> _Excerpted text_:
Segment Open

April 2024 Worship Services

April’s Ministry Theme is Interdependence

Join us in-person and online on Sundays at 10:30 am. All are welcome! We as Unitarian Universalists in Santa Monica look forward to being with you.

COVID Update May 2023: The congregation’s Pandemic Policies and Protocols were adopted specifically in response to the pandemic. Given that the state of emergency has been lifted, they are no longer in effect. Masks are optional, but always acceptable and welcome. If you or someone in your household is not feeling well or have tested positive for COVID, please stay home; you can still join us via our Facebook or YouTube live-stream worship. 

Parking at the UCLA parking structure at 1311 16th St. is available to people attending Sunday services. The entrance is from 16th St. between Santa Monica Blvd. and Arizona Ave., on the SE corner of Arizona and 16th; ask the attendant for a UUSM parking permit to place on your dashboard. For those with a handicap parking tag, several spaces are also available onsite, via the alley west of 18th St., as well as in the UCLA structure.

Worship Online:  We livestream our service from the sanctuary. Join us by clicking the WATCH NOW button above where the video is live every week beginning at 10:20 am, or watch on YouTube or Facebook. You don’t need to have a YouTube or Facebook account, or be logged in, to watch the service. You do have to be logged in to comment and chat with other members of the congregation. 

Explore past services on our Sermons page, available 24/7. Tune in anytime to catch up and worship with your community. We encourage you to light a chalice or candle at home, mediate, and sing along.

Segment Closed

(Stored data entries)
Segment Open

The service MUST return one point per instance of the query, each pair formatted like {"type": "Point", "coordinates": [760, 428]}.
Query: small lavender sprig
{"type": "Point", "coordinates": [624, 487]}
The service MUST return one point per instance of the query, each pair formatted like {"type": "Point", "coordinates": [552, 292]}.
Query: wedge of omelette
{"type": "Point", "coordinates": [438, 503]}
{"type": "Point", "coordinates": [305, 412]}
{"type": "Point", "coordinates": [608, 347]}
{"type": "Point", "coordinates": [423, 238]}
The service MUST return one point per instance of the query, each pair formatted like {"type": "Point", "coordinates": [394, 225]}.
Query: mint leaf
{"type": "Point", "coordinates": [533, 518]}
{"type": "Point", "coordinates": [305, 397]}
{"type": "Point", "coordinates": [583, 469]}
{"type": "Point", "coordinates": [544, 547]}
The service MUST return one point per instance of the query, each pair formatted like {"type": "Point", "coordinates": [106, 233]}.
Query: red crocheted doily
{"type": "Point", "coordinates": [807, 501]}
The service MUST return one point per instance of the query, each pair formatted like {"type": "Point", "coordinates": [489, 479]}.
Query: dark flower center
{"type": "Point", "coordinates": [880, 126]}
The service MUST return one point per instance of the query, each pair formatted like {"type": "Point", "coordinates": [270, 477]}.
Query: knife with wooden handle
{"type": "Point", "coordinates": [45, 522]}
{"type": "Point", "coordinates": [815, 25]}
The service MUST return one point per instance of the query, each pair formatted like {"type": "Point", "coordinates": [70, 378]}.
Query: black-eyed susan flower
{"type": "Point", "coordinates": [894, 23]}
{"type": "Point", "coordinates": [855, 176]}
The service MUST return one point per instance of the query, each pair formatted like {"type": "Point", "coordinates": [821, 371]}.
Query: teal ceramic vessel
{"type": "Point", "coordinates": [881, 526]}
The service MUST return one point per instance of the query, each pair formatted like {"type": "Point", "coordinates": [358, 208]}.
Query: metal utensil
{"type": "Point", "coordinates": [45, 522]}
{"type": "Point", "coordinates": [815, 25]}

Segment Closed

> _Task instructions_:
**1.** According to the worship services page, what time does the weekly livestream begin?
**2.** Name every street that the worship services page mentions.
**3.** Output the part of the worship services page between "COVID Update May" and "the UCLA structure.", inclusive.

> _Answers to the exercises_:
**1.** 10:20 am

**2.** 16th St., Santa Monica Blvd., Arizona Ave., 18th St.

**3.**
COVID Update May 2023: The congregation’s Pandemic Policies and Protocols were adopted specifically in response to the pandemic. Given that the state of emergency has been lifted, they are no longer in effect. Masks are optional, but always acceptable and welcome. If you or someone in your household is not feeling well or have tested positive for COVID, please stay home; you can still join us via our Facebook or YouTube live-stream worship. 

Parking at the UCLA parking structure at 1311 16th St. is available to people attending Sunday services. The entrance is from 16th St. between Santa Monica Blvd. and Arizona Ave., on the SE corner of Arizona and 16th; ask the attendant for a UUSM parking permit to place on your dashboard. For those with a handicap parking tag, several spaces are also available onsite, via the alley west of 18th St., as well as in the UCLA structure.